#### Point labeling examples
- - - -

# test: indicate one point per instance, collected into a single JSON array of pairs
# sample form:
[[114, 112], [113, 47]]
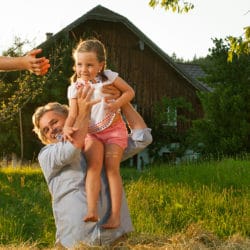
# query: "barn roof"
[[103, 14]]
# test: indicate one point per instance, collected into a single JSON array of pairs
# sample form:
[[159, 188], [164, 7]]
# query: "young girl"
[[107, 132]]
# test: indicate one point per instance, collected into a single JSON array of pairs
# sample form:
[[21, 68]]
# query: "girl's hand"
[[112, 107], [67, 133], [112, 92]]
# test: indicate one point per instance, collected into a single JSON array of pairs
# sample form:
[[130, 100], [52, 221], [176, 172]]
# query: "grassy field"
[[191, 206]]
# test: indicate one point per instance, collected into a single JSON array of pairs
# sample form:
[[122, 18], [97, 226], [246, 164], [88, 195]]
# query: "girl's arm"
[[127, 94], [68, 126]]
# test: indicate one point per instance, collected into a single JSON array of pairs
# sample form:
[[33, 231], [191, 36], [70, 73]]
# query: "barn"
[[138, 60]]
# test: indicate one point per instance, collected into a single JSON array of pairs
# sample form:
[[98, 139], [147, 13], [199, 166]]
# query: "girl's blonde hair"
[[91, 45]]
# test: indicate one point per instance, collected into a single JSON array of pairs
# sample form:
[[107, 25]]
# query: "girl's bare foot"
[[91, 217], [113, 222]]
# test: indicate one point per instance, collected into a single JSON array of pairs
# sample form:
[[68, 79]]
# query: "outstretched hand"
[[38, 66]]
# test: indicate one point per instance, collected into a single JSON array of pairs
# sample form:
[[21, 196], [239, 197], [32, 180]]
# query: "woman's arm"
[[38, 66]]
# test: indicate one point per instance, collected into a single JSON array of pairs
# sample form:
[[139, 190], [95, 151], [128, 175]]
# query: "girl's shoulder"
[[111, 75]]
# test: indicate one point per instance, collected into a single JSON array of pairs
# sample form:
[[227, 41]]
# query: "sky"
[[187, 35]]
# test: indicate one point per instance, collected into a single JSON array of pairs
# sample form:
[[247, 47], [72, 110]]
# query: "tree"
[[225, 129], [167, 113], [239, 45]]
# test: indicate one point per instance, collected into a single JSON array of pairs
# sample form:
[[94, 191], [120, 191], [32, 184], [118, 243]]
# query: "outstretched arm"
[[38, 66]]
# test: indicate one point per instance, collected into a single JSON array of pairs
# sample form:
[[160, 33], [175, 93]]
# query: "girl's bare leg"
[[113, 154], [93, 181]]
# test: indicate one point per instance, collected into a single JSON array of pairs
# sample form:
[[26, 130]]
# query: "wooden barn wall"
[[150, 76]]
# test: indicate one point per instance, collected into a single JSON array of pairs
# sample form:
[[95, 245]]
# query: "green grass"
[[163, 201]]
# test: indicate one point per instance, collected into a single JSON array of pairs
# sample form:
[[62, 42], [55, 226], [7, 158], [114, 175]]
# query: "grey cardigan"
[[64, 169]]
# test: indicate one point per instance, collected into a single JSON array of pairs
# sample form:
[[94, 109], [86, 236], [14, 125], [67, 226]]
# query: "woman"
[[64, 168]]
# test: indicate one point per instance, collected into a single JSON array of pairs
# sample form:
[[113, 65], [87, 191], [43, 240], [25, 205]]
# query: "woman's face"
[[51, 125], [87, 66]]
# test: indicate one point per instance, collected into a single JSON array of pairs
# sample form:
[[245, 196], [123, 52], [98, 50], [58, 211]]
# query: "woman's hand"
[[111, 91]]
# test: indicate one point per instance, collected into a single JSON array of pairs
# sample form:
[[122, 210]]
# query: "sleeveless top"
[[100, 118]]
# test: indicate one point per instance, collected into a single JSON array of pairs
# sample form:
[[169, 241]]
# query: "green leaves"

- - - -

#### Your task
Leave the pictures out and write out every entry exactly as given.

#### Exercise result
# test: indicate one point per instance, collected into a single JSON array of pairs
# sample form:
[[114, 112], [113, 47]]
# query: "barn roof"
[[103, 14]]
# test: indicate one point per instance, collected into a single JSON array of pairs
# sample form:
[[159, 188], [164, 7]]
# query: "young girl"
[[107, 132]]
# test: indicate one point per instance, collected into a single JSON array of pairs
# sample form:
[[21, 68]]
# query: "girl's hand"
[[112, 107], [67, 133], [112, 92]]
# test: indicate one point per instance, collected into a single JSON array of pairs
# sample form:
[[130, 100], [52, 221], [176, 172]]
# query: "grassy field"
[[191, 206]]
# test: indicate one point per instance, collected into a single JSON array of pairs
# sample form:
[[122, 18], [97, 226], [246, 164], [88, 195]]
# query: "girl's arm"
[[127, 94], [68, 126]]
# test: indicate one point per instance, collected into a single JSON array of pairs
# sample form:
[[33, 231], [191, 36], [70, 73]]
# query: "barn"
[[138, 60]]
# test: indicate one point per instance, collected into a single JSON array of pairs
# sample form:
[[98, 139], [147, 13], [199, 166]]
# query: "girl's blonde hair"
[[91, 45]]
# test: indicate one point per instance, collected into a single JSON array of pairs
# sample form:
[[107, 25]]
# query: "girl's bare foot"
[[91, 217], [113, 222]]
# test: indicate one point per instance, collected into a single JSON array of pairs
# sample form:
[[68, 79]]
# query: "outstretched hand"
[[38, 66]]
# test: indicate one point per instance, collected into a single JSON array of pairs
# sample form:
[[21, 196], [239, 197], [32, 180]]
# query: "woman's arm"
[[38, 66]]
# test: indicate one point per instance, collected into a single JSON array of pairs
# sample form:
[[139, 190], [95, 151], [128, 175]]
# query: "girl's shoulder"
[[111, 75]]
# test: indicate one point per instance, collected into a single JSON array of pairs
# sample form:
[[227, 41]]
# query: "sky"
[[187, 35]]
# test: indicate one point per instance, collected into a single JSON array of pairs
# sample form:
[[247, 47], [72, 110]]
# query: "tree"
[[225, 129], [167, 113], [239, 45]]
# test: indicate one point per instance, collected into a single JSON array of pairs
# sample form:
[[94, 191], [120, 191], [32, 184], [118, 243]]
# query: "outstretched arm"
[[38, 66]]
# test: indicate one point per instance, collected into a single JSON array of pairs
# sample form:
[[160, 33], [175, 93]]
# query: "girl's bare leg"
[[113, 154], [93, 181]]
# test: indicate one point per instance, collected into a single JSON array of pairs
# sample form:
[[26, 130]]
# query: "wooden barn wall"
[[150, 76]]
# test: indicate one point per instance, collected into a single JSON array of pairs
# sample form:
[[95, 245]]
# query: "green grass"
[[163, 201]]
# test: indicate one point per instance, collected into a single JSON array of pairs
# sample form:
[[62, 42], [55, 226], [7, 158], [114, 175]]
# query: "grey cardigan"
[[64, 169]]
# test: indicate one point per instance, collected into a single JSON array of pairs
# sample form:
[[94, 109], [86, 236], [14, 125], [67, 226]]
# query: "woman"
[[64, 168]]
# test: indicate one point per instance, collected into a single JSON array of pairs
# sample form:
[[113, 65], [87, 191], [43, 240], [25, 205]]
# query: "woman's face"
[[51, 125], [87, 66]]
# test: indicate one point per instance, collected into a single JSON array of pairs
# sample form:
[[245, 196], [123, 52], [98, 50], [58, 211]]
# query: "woman's hand"
[[111, 91]]
# test: indicate one point per instance, collected into a single JSON array of pairs
# sample form:
[[122, 210]]
# query: "sleeveless top"
[[100, 118]]
# test: indicate one point per instance, collected into a single JSON array of pairs
# sample form:
[[169, 241]]
# query: "green leaves"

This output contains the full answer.